Work item: Continue the repository lifecycle tutorial from the point where it stops.

Supplied text:
'''
Watch and follow along as we create an encrypted repository, deploy a containerized app, inspect containers, and clean up.

Tutorial: Repository Lifecycle

This tutorial walks through the full repository lifecycle: creating an encrypted repository, deploying a containerized application, inspecting running containers, stopping services, and cleaning up.

Prerequisites

  • The rdc CLI installed with a config initialized
  • A provisioned machine (run rdc config setup-machine first — see Machine Setup)
  • A simple application with a Rediaccfile and docker-compose.yml

Interactive Recording

What You’ll See

The recording above walks through each step below. Use the playback bar to navigate between commands.

Step 1: Create an encrypted repository

rdc repo create test-app -m server-1 --size 2G

Creates a 2 GB LUKS-encrypted repository on the machine. The repository is automatically mounted and ready for file uploads.
'''
(Dataset entries)
'''
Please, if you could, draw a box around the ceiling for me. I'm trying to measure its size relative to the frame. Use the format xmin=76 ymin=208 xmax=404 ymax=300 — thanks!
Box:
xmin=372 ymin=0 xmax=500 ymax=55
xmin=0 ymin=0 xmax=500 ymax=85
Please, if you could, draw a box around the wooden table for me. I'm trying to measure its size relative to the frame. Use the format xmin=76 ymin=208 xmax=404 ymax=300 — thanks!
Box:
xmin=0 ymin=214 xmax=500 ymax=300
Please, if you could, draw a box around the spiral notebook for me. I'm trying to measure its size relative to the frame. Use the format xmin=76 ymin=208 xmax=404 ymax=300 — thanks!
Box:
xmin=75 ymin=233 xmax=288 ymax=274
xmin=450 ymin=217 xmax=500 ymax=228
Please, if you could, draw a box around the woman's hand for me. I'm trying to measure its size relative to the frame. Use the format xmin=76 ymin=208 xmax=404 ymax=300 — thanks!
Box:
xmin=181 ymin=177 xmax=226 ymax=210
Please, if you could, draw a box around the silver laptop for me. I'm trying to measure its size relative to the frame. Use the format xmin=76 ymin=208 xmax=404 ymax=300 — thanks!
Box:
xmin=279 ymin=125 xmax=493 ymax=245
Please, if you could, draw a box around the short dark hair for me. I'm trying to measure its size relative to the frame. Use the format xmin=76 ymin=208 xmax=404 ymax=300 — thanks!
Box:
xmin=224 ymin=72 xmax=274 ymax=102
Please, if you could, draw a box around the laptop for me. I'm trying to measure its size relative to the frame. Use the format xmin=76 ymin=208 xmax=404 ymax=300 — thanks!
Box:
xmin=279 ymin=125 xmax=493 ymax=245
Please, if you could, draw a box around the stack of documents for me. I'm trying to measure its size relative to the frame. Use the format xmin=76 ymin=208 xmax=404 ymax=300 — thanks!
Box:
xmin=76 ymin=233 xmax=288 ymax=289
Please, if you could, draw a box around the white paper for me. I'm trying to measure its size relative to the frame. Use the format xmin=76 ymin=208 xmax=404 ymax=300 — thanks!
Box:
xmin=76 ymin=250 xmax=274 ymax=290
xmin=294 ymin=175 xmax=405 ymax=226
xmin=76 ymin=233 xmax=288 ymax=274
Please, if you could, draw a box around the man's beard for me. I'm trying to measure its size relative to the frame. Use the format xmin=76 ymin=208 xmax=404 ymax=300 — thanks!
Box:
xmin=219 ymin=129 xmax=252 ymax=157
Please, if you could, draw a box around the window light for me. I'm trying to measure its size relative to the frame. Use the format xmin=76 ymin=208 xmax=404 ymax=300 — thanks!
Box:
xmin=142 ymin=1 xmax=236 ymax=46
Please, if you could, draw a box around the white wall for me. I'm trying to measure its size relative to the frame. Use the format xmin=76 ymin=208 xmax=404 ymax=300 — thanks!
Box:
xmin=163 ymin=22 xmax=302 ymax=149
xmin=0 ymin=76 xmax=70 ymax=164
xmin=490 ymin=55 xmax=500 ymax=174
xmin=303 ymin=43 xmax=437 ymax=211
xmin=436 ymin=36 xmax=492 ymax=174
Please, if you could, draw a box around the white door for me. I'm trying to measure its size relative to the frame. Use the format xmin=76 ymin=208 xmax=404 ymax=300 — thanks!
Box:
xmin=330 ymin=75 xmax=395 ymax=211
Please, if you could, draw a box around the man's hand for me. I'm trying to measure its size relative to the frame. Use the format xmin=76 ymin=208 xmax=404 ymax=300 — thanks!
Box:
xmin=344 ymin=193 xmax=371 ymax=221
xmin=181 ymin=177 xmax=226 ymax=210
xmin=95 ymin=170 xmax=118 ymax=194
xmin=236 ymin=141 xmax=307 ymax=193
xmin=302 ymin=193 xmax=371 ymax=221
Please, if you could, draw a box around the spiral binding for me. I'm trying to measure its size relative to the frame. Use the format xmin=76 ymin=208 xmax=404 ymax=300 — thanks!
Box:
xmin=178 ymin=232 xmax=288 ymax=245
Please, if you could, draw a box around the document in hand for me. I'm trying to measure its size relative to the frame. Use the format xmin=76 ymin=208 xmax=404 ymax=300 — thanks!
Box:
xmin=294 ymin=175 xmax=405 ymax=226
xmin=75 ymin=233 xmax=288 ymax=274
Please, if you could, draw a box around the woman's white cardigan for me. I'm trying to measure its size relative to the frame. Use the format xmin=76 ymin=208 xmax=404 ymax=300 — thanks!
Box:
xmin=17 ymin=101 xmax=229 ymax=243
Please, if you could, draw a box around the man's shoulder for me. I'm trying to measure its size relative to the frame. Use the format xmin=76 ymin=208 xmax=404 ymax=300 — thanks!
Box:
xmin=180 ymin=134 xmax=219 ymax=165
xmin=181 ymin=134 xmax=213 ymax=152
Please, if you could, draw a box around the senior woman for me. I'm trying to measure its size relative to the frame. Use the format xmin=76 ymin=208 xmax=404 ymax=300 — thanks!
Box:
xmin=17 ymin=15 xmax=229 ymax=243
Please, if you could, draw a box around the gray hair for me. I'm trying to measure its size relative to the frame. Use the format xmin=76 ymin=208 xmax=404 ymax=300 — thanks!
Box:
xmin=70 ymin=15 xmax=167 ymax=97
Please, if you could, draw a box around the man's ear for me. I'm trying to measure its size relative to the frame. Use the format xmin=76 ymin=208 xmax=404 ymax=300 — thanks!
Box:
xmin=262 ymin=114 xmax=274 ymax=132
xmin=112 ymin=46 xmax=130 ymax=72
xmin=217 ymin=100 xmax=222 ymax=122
'''
Exercise answer:
Step 2: List repositories

rdc repo list -m server-1

Shows all repositories on the machine with their size, mount status, and encryption state.

Step 3: Upload application files

Upload your Rediaccfile and docker-compose.yml to the repository mount. The rdc sync upload command handles this via rsync:

rdc sync upload -m server-1 -r test-app --local ./my-app

Step 4: Start services

rdc repo up test-app -m server-1 --mount

This mounts the repository (if not already mounted), starts an isolated Docker daemon, pulls images via prep(), and starts services via up().

Step 5: View running containers

rdc machine containers server-1

Shows all running containers across all repositories on the machine, including CPU and memory usage.

Step 6: Access the repo via terminal

rdc term server-1 test-app -c "docker ps"

Opens an SSH session with DOCKER_HOST set to the repository’s isolated Docker daemon. Any Docker command runs against that repo’s containers.

Step 7: Stop and clean up

rdc repo down test-app -m server-1      # Stop services
rdc repo unmount test-app -m server-1   # Close encrypted volume
rdc repo delete test-app -m server-1    # Delete repository permanently

down stops containers and the Docker daemon. unmount closes the LUKS volume. delete permanently removes the repository and its encrypted storage.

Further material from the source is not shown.